__DATASET ENTRIES__:
§ §
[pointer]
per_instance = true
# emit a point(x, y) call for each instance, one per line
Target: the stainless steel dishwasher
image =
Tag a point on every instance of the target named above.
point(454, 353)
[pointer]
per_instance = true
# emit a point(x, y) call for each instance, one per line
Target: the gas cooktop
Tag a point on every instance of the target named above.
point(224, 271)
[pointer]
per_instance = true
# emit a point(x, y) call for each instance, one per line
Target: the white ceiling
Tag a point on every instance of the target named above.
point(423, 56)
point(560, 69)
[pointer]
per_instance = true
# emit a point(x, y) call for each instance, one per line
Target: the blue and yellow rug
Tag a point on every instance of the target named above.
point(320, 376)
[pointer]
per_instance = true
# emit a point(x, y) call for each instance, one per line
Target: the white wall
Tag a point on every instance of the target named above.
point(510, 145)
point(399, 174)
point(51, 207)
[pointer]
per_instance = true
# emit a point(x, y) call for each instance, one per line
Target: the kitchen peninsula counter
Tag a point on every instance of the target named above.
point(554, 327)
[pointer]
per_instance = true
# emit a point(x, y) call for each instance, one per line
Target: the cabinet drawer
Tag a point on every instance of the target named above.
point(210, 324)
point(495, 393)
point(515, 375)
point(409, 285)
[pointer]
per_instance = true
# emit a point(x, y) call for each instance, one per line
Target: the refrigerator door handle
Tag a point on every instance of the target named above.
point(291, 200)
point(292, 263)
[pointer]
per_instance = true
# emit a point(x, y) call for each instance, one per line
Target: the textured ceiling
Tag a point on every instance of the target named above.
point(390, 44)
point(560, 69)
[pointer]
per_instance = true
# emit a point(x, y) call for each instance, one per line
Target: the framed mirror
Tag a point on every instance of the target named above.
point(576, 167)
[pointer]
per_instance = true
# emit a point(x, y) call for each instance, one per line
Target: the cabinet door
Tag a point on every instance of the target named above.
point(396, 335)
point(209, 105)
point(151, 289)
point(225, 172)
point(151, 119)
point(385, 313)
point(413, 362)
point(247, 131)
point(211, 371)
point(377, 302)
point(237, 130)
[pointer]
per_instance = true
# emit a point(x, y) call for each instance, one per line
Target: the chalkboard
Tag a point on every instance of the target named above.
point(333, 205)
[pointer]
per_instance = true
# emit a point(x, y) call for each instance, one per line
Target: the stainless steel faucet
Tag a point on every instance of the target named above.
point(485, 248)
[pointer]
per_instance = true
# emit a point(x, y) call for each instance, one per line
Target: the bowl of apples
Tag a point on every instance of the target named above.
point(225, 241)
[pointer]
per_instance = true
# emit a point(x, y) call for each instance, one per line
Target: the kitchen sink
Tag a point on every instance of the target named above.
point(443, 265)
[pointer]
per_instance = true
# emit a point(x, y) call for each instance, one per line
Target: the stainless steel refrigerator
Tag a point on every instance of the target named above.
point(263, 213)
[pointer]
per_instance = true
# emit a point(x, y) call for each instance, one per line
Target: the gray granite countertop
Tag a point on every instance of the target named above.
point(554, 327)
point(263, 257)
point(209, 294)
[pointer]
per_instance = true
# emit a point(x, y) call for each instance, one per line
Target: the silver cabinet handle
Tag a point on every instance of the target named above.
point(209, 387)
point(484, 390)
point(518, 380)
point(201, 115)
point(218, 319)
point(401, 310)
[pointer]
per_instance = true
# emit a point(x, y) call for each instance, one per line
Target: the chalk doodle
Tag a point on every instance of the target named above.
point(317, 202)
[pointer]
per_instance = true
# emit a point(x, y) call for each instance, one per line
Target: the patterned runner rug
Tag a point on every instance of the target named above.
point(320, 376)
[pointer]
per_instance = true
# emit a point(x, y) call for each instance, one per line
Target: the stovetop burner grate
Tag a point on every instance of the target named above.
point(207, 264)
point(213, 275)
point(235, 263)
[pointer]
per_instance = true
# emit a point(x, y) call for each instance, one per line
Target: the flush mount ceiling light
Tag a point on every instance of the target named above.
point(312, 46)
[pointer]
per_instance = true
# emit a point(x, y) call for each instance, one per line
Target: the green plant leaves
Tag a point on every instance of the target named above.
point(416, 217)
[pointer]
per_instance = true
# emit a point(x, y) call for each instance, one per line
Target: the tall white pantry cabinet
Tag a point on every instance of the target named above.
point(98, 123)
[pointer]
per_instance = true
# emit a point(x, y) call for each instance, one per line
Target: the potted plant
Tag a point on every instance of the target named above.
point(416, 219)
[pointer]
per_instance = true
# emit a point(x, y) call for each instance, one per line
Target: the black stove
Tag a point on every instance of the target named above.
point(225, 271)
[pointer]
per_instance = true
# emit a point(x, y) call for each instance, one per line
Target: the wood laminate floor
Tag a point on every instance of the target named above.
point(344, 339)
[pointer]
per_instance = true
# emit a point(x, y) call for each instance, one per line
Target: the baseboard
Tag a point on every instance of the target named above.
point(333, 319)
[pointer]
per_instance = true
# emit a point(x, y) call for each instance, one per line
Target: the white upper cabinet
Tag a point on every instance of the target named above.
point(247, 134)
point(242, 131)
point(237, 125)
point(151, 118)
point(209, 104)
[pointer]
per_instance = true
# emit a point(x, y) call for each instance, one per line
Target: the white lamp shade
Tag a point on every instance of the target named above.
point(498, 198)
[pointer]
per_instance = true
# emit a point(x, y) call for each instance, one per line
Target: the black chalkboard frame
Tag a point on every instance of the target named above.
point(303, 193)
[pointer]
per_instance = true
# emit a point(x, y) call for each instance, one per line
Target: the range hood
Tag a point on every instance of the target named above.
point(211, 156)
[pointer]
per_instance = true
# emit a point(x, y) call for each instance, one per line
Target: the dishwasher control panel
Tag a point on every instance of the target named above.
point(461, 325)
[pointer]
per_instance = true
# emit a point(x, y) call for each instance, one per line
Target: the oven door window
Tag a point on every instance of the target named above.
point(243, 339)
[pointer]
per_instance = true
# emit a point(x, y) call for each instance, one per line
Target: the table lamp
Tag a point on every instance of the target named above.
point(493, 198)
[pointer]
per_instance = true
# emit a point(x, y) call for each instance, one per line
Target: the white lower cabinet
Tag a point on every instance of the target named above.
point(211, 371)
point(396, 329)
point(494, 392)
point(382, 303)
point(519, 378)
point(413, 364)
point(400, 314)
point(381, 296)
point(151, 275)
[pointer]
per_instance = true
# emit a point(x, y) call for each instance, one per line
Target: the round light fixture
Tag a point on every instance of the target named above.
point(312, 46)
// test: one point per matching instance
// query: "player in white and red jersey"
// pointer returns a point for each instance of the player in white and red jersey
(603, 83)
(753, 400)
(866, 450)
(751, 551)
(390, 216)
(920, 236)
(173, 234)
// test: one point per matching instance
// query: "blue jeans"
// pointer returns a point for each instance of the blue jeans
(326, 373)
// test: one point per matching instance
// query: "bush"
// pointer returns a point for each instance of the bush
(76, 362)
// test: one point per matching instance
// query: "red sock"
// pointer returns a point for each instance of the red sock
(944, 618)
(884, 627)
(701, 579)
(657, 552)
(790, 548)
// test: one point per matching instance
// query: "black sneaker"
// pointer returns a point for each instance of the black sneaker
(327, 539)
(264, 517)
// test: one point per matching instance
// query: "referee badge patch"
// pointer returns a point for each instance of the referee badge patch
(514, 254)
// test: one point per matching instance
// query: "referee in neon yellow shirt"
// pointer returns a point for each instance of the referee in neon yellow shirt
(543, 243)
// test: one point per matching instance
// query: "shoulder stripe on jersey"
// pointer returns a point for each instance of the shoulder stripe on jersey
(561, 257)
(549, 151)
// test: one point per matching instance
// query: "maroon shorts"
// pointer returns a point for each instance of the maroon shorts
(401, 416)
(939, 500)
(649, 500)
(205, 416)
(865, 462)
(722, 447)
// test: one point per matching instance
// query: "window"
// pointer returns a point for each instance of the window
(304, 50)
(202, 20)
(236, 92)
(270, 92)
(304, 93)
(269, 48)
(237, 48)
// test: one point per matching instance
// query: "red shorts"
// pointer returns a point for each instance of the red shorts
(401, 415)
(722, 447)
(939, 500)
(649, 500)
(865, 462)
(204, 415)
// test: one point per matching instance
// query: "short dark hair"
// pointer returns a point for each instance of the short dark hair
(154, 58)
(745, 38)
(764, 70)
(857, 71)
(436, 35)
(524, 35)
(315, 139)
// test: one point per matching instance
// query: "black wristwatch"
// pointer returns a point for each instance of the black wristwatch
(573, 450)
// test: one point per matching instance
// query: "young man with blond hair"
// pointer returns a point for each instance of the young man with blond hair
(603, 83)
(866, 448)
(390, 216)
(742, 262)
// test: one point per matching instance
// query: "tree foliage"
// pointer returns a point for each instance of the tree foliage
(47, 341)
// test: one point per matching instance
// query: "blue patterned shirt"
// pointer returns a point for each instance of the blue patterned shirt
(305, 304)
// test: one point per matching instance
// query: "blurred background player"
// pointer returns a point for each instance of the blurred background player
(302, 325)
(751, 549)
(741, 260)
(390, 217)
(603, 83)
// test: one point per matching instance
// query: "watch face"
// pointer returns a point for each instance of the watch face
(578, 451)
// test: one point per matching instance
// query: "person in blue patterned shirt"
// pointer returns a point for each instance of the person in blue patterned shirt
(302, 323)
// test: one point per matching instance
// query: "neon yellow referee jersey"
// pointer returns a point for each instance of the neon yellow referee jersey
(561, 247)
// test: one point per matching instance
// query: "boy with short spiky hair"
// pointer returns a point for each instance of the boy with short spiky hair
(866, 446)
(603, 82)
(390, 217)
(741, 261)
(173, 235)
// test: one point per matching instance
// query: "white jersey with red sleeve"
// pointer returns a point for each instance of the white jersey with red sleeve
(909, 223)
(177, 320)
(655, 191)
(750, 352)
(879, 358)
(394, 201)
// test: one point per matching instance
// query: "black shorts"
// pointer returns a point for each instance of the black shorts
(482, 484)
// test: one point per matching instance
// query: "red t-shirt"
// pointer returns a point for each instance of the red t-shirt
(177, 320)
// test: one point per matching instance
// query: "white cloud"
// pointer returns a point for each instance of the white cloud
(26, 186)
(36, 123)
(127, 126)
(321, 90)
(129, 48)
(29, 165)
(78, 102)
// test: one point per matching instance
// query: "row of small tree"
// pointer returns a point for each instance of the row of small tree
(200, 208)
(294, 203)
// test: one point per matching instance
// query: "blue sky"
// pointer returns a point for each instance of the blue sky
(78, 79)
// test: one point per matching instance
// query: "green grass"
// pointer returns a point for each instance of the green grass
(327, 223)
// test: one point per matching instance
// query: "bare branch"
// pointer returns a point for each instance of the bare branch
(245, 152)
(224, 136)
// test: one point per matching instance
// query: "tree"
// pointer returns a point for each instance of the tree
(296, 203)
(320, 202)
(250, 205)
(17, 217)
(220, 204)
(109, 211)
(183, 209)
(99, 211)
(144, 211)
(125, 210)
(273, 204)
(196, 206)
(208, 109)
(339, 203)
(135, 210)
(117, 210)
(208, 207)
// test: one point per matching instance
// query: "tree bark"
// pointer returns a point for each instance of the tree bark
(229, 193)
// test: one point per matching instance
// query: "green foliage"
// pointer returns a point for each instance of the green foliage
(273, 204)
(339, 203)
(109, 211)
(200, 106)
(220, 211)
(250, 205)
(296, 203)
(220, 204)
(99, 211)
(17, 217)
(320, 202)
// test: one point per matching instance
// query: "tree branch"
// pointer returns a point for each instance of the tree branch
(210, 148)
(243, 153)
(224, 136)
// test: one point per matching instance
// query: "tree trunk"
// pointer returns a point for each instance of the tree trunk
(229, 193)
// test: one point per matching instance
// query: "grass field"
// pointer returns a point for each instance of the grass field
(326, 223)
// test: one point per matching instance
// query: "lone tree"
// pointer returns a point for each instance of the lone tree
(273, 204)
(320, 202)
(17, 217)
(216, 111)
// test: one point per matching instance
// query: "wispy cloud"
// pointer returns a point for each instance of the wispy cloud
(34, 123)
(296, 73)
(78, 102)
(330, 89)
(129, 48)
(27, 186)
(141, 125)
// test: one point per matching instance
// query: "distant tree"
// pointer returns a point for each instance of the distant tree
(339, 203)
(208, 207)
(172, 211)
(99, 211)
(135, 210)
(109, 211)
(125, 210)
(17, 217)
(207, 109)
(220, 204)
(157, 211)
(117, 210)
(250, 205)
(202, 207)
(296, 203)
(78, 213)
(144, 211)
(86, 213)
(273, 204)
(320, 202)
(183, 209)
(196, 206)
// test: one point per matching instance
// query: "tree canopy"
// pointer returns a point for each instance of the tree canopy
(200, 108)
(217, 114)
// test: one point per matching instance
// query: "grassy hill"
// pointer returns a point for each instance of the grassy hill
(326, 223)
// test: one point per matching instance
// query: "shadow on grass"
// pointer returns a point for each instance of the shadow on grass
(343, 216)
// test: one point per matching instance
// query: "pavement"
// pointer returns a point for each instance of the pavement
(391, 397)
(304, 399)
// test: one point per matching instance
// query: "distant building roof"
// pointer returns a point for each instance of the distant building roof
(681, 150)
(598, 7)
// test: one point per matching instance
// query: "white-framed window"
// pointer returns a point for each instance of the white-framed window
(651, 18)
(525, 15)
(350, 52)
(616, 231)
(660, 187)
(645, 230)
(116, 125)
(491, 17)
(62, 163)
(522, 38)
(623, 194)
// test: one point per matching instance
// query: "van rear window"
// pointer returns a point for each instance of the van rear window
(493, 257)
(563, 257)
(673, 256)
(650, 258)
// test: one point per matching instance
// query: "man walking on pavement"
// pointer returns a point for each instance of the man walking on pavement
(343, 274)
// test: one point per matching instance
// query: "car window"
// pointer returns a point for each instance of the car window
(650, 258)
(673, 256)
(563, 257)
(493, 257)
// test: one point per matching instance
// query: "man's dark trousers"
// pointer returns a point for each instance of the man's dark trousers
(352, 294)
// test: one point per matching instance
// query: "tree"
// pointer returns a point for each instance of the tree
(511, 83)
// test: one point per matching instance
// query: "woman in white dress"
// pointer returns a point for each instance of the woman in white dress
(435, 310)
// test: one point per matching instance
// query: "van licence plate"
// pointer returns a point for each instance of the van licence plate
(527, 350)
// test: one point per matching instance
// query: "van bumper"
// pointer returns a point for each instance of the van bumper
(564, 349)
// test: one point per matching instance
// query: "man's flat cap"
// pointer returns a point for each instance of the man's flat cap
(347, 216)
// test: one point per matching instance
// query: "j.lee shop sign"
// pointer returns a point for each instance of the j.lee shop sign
§ §
__INSTRUCTIONS FOR THE TASK__: Gather every line from the rows above that contains the word "yellow", copying each one in full.

__SOLUTION TO THIS TASK__:
Target: the blue and yellow rug
// query: "referee in neon yellow shirt"
// pointer returns a point for each instance of the referee in neon yellow shirt
// query: "neon yellow referee jersey"
// pointer returns a point for each instance of the neon yellow referee jersey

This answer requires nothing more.